## Aim of the task
Reproduce word for word the part of the piece on brain science and the mind that starts with the words containing "Senators John McCain" and ends with "the oral surgeon.".

## Document segment
/---
Senators John McCain of Arizona and Edward Kennedy of Massachusetts died in recent years of brain tumors (such as gliomas and glioblastomas). It is perfectly reasonable to wonder if neuroscience, neuropathology and brain science might one day be able to vaporize tumors without damaging the “host” brain at all. Who could possibly be against such progress? After all, if you had an impacted wisdom tooth and could choose between seeing an oral surgeon at a major hospital or going to a dentist at the time of Plato, you would choose the oral surgeon.
These truths obscure a deeper problem in all “reductivist” sciences namely the relationships between the brain and the mind and the person. This was anticipated by Gabriel Marcel (died 1973) when he wrote in his journal that he puzzled all his life over the conundrum that “I both have a body while I am a body…having and being are twined around each other.”
\---
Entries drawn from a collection
/---
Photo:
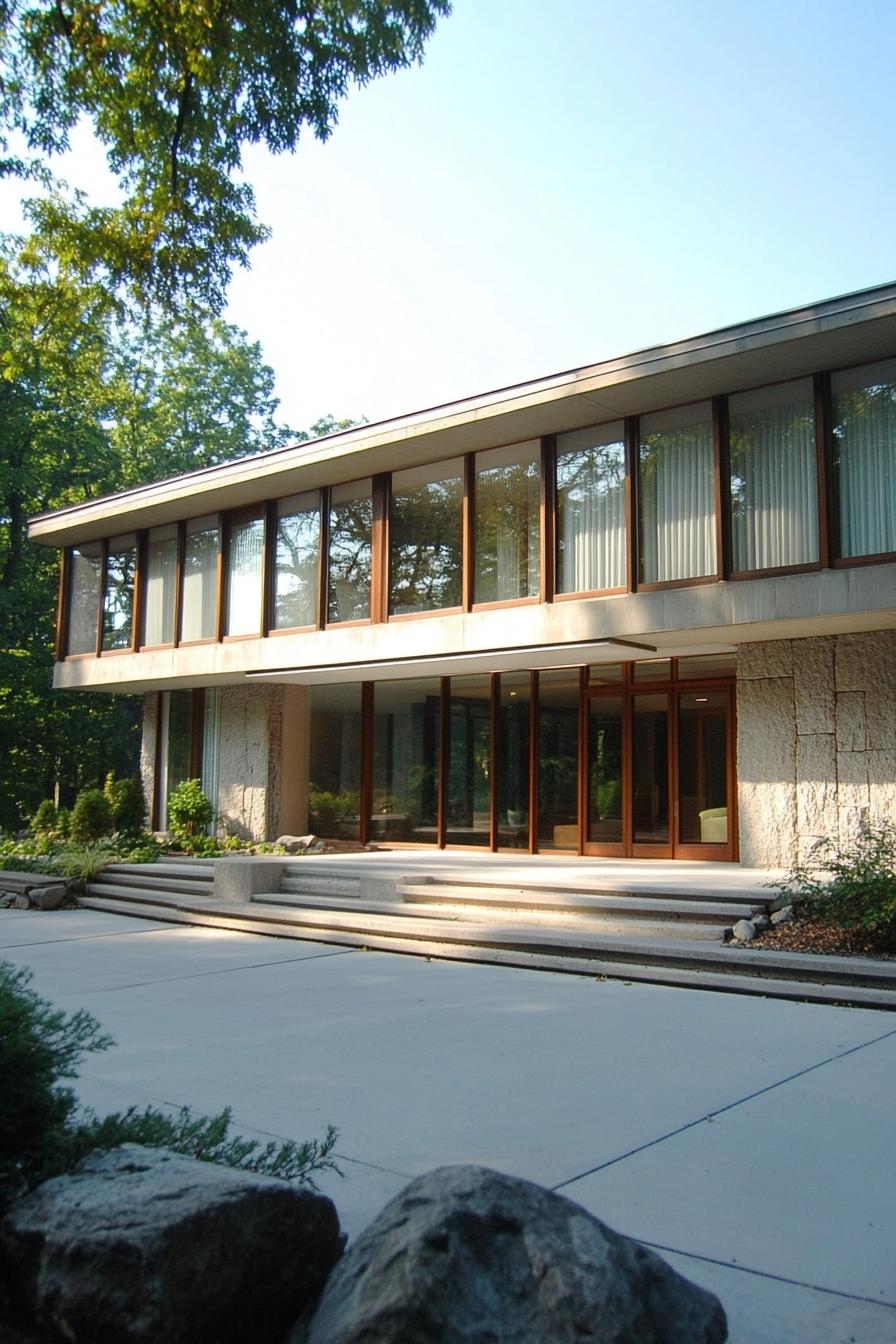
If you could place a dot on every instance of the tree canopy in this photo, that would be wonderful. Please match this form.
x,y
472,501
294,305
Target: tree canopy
x,y
175,90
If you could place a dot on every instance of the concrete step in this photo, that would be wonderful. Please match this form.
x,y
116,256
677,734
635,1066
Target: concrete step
x,y
566,902
872,987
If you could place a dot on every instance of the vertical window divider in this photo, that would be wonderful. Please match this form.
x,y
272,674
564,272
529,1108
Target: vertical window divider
x,y
722,469
468,539
63,602
104,586
223,565
533,762
323,567
180,559
380,543
548,518
366,792
828,514
632,433
269,559
139,608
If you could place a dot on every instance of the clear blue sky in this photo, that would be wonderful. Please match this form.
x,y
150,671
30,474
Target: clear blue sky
x,y
562,183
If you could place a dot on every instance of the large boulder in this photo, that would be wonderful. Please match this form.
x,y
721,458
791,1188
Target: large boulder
x,y
468,1254
140,1245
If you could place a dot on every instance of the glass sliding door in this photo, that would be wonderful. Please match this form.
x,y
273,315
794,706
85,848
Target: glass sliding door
x,y
512,749
558,746
469,761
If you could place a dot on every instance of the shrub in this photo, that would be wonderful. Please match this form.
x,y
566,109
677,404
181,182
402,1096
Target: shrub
x,y
188,809
126,803
43,1132
90,816
853,887
45,819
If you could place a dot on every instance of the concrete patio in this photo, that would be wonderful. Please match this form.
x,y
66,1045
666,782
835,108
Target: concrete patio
x,y
750,1140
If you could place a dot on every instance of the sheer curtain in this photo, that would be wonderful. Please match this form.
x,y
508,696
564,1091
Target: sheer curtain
x,y
774,495
677,495
865,457
591,510
161,569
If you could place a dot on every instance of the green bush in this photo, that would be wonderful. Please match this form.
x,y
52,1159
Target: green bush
x,y
126,803
90,817
853,887
43,1132
188,809
45,819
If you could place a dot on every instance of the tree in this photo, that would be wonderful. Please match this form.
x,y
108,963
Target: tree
x,y
175,92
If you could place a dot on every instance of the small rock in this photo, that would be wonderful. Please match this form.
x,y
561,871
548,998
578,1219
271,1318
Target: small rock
x,y
49,898
465,1253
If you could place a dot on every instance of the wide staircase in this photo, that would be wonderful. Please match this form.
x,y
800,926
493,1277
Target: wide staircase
x,y
583,928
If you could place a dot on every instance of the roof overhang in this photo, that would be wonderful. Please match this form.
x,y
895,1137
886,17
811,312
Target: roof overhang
x,y
837,332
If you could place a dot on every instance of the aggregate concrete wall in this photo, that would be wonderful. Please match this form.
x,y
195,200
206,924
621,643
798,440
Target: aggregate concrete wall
x,y
816,742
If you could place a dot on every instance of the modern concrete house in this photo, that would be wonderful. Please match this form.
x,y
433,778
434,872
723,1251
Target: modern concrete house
x,y
645,608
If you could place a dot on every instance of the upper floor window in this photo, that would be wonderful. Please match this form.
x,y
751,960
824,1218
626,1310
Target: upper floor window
x,y
426,538
591,514
774,496
676,495
85,566
245,569
202,547
508,523
161,582
297,561
351,530
864,403
118,605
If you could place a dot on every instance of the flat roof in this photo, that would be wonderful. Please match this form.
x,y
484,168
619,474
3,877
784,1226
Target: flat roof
x,y
850,329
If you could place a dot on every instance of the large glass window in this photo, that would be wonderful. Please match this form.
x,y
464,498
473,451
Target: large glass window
x,y
508,523
335,758
246,559
676,495
200,578
865,457
406,761
469,807
85,566
425,538
161,573
118,606
559,760
297,561
591,519
774,496
351,528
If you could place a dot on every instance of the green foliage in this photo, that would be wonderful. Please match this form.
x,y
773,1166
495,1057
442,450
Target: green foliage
x,y
175,93
90,817
43,1132
188,809
45,819
853,887
39,1046
126,803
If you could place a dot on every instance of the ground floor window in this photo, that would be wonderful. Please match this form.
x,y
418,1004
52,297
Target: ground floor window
x,y
619,760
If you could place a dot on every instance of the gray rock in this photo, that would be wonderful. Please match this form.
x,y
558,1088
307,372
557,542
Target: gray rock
x,y
466,1254
49,898
141,1245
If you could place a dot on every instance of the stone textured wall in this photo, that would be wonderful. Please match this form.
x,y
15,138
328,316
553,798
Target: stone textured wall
x,y
249,761
816,741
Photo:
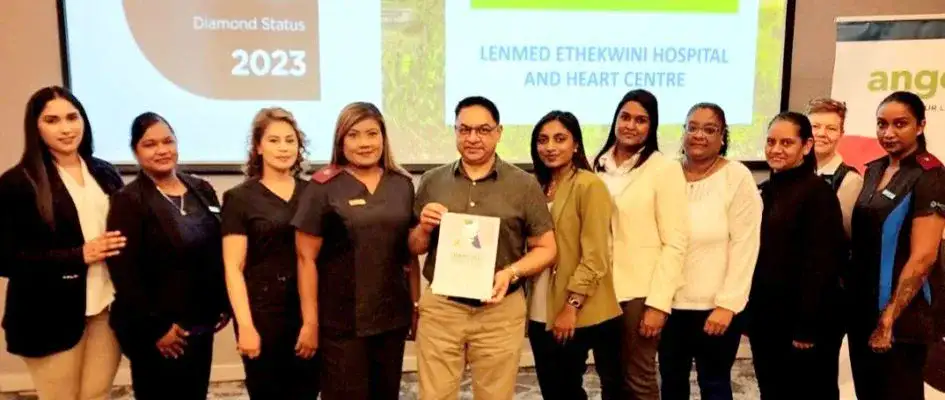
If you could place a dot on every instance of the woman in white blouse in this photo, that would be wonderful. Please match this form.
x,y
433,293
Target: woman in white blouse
x,y
650,233
725,225
53,249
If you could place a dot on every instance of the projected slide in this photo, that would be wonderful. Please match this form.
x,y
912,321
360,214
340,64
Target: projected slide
x,y
579,55
209,65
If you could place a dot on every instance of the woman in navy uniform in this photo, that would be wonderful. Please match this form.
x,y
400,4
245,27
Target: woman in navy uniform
x,y
897,227
170,295
352,227
259,256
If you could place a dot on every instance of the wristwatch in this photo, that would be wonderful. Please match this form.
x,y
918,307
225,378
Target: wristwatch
x,y
575,302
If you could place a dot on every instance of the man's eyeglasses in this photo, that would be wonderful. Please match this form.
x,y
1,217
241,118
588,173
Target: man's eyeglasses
x,y
481,130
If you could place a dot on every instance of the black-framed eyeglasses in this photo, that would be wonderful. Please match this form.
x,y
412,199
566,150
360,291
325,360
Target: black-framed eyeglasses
x,y
709,130
481,130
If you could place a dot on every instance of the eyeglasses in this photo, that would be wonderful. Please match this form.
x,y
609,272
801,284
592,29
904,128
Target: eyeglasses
x,y
709,130
481,130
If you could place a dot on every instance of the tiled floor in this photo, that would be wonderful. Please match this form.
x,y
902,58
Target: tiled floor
x,y
743,383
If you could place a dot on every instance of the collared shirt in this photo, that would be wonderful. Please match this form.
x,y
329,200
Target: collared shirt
x,y
362,287
91,204
848,191
252,210
506,192
616,177
882,220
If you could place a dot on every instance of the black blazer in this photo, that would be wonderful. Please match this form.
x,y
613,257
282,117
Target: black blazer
x,y
156,284
45,309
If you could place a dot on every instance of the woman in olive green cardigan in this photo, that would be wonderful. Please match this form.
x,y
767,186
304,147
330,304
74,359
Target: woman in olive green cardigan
x,y
572,306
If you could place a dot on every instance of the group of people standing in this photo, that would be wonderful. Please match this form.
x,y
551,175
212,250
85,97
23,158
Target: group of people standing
x,y
636,256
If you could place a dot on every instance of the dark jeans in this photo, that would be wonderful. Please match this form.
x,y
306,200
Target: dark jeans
x,y
785,372
638,355
561,368
362,368
278,373
187,377
684,340
896,374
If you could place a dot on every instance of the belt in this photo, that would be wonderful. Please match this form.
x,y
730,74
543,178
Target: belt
x,y
480,303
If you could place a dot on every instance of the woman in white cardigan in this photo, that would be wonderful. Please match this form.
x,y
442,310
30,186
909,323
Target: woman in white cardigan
x,y
650,234
725,230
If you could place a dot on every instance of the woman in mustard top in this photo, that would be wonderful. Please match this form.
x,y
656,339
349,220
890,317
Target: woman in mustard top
x,y
572,306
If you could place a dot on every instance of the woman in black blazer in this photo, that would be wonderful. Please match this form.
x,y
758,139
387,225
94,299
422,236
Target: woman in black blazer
x,y
795,287
170,293
52,247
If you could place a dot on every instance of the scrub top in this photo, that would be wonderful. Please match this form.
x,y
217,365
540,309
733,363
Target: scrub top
x,y
252,210
362,281
199,232
882,232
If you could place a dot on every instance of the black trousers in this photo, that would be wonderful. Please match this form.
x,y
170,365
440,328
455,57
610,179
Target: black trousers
x,y
684,340
362,368
278,373
187,377
785,372
561,368
894,375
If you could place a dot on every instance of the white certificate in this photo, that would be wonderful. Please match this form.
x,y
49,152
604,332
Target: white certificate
x,y
465,256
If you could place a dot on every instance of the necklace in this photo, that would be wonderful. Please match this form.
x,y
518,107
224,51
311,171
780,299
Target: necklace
x,y
169,200
550,191
706,172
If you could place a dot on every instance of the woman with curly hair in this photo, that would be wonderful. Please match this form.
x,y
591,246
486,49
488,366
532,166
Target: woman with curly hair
x,y
259,256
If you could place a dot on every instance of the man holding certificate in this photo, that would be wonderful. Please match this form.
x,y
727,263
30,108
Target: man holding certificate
x,y
485,226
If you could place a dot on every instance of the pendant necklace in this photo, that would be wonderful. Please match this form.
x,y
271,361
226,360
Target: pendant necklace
x,y
169,200
706,172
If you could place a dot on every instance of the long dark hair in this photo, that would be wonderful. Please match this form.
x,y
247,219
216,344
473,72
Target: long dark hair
x,y
804,131
720,115
648,101
915,105
36,156
570,122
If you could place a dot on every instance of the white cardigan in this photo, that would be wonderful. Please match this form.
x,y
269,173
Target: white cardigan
x,y
650,228
725,231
\---
## Response area
Senators John McCain of Arizona and Edward Kennedy of Massachusetts died in recent years of brain tumors (such as gliomas and glioblastomas). It is perfectly reasonable to wonder if neuroscience, neuropathology and brain science might one day be able to vaporize tumors without damaging the “host” brain at all. Who could possibly be against such progress? After all, if you had an impacted wisdom tooth and could choose between seeing an oral surgeon at a major hospital or going to a dentist at the time of Plato, you would choose the oral surgeon.